_Source extract_
■ ■ ■ ■ ■

Efficient way to do math in elements of a numpy array according to condition

Question

I am trying to optimize my python code. One of the bottlenecks comes when I tried to apply a function to a numpy array according to each element value. For instance, I have an array with thousand elements and I apply a function for values greater than a tolerance and another function (Taylor series) for the rest. I do masking but still slow, at least I'm calling the following functions for 64 millions times.

EPSILONZETA = 1.0e-6
ZETA1_12 = 1.0/12.0
ZETA1_720 = 1.0/720.0

def masked_condition_zero(array, tolerance):
    """ Return the indices where values are lesser (and greater) than tolerance
    """
    # search indices where array values < tolerance
    indzeros_ = np.where(np.abs(array) < tolerance)[0]

    # create mask
    mask_ = np.ones(np.shape(array), dtype=bool)

    mask_[[indzeros_]] = False

    return (~mask_, mask_) 

def bernoulli_function1(zeta):
    """ Returns the Bernoulli function of zeta, vector version
    """
    # get the indices according to condition
    zeros_, others_ = masked_condition_zero(zeta, EPSILONZETA)

    # create an array filled with zeros
    fb_ = np.zeros(np.shape(zeta))

    # Apply the original function to the values greater than EPSILONZETA
    fb_[others_] = zeta[others_]/(np.exp(zeta[others_])-1.0)  

    # computes series for zeta < eps
    zeta0_ = zeta[zeros_]
    zeta2_ = zeta0_ *  zeta0_
    zeta4_ =  zeta2_ * zeta2_
    fb_[zeros_] = 1.0 - 0.5*zeta0_ + ZETA1_12 * zeta2_ - ZETA1_720 * zeta4_
    return fb_

Now suppose you have an array zeta with negative and positive floats which changes in each loop that extends to 2^26 iterations and you want to compute fbernoulli_function1(zeta) each time.

There is a better solution ?

Is it okay to use nonstandard modules like Numba or Numexpr? — user2379410
– user2379410, Commented May 29, 2015 at 15:14
If that do the work I could try but at first I want to be sure if like I did is the best it can be do it. Moreover, where I run the code, they don't have these modules installed. — Caos21
– Caos21, Commented May 29, 2015 at 15:53
You might be able to remove the need for the Taylor series if you use np.expm1 (docs.scipy.org/doc/numpy/reference/generated/numpy.expm1.html) to compute the function. You'll still have to handle 0 separately, since 0/expm1(0) gives nan, but the value (in the limit) should be 1. There is currently an open pull request at scipy for adding the function exprel(x) = (exp(x)-1)/x: github.com/scipy/scipy/pull/4839; feel free to comment there if you like. — Warren Weckesser
– Warren Weckesser, Commented May 29, 2015 at 16:40
Any advanced indexing, whether with numbers or booleans, makes a copy, and is expensive compared to slices (which produce views). — hpaulj
– hpaulj, Commented May 29, 2015 at 21:34

hpaulj · Accepted Answer · 2015-05-30 02:00:31Z

The basic structure of the problem is:

def foo(zeta):
    result = np.empty_like(zeta)
    I = condition(zeta)
    nI = ~I
    result[I] = func1(zeta[I])
    result[nI] = func2(zeta[nI])

■ ■ ■ ■ ■

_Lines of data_
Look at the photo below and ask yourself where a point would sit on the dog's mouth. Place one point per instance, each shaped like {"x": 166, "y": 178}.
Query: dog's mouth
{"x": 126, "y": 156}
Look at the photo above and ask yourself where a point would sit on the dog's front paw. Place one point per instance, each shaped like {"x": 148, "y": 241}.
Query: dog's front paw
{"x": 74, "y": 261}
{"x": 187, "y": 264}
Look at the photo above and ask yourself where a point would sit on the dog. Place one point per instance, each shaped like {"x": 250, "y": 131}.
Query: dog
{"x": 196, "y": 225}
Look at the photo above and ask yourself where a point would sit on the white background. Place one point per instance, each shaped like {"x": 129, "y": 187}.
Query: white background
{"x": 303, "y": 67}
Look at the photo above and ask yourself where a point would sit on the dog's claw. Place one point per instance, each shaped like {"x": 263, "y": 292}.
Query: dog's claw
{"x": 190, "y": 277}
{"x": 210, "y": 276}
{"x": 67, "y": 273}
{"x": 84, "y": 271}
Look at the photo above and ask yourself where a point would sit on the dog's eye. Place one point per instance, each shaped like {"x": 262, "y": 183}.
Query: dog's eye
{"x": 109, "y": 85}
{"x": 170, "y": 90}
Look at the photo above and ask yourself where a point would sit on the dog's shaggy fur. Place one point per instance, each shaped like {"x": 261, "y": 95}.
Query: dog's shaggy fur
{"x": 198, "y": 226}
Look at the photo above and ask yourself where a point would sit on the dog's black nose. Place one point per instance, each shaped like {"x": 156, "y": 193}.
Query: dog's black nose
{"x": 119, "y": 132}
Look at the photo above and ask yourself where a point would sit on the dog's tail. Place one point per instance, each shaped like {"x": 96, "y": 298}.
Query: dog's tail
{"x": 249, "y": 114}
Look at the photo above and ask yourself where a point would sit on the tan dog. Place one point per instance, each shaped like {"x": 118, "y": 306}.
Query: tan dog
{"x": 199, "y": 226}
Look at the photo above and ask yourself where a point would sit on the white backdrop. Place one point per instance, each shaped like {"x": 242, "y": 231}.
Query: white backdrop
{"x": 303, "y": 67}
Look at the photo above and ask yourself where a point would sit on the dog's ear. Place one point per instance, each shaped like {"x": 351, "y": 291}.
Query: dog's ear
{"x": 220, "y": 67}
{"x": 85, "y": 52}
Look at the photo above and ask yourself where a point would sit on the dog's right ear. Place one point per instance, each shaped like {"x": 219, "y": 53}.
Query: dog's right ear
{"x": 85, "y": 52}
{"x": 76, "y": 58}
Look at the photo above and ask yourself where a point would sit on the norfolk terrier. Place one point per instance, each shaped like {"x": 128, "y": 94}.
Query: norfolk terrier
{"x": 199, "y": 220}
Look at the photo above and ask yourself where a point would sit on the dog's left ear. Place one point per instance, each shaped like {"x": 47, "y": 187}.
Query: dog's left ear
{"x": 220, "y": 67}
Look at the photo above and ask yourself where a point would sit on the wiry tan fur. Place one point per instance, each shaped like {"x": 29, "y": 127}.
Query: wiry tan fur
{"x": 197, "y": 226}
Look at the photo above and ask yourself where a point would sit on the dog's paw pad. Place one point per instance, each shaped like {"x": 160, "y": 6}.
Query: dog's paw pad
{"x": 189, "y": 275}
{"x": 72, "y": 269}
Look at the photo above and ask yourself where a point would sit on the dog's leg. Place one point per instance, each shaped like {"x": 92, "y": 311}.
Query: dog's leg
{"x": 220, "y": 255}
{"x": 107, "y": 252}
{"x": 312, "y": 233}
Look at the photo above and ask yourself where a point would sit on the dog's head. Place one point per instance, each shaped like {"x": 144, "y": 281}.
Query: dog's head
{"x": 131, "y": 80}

■ ■ ■ ■ ■

_Short task 1_
In the numpy forum thread, write down the passage starting with "# create an" and going on through "fbernoulli_function1(zeta) each time.".
_Short task 2_
Rewrite the paragraph of the numpy forum thread that begins "I am trying to optimize my python code" as a short list that keeps its main facts.

_Worked answer 1_
# create an array filled with zeros
    fb_ = np.zeros(np.shape(zeta))

    # Apply the original function to the values greater than EPSILONZETA
    fb_[others_] = zeta[others_]/(np.exp(zeta[others_])-1.0)  

    # computes series for zeta < eps
    zeta0_ = zeta[zeros_]
    zeta2_ = zeta0_ *  zeta0_
    zeta4_ =  zeta2_ * zeta2_
    fb_[zeros_] = 1.0 - 0.5*zeta0_ + ZETA1_12 * zeta2_ - ZETA1_720 * zeta4_
    return fb_

Now suppose you have an array zeta with negative and positive floats which changes in each loop that extends to 2^26 iterations and you want to compute fbernoulli_function1(zeta) each time.

_Worked answer 2_
- The goal is to speed up some Python code.
- One bottleneck is applying a function to a numpy array based on the value of each element.
- For example, in an array of a thousand elements, one function is used for values greater than a tolerance, and another function (a Taylor series) is used for the rest.
- Masking is already in use, but the code is still slow.
- The functions are called 64 million times.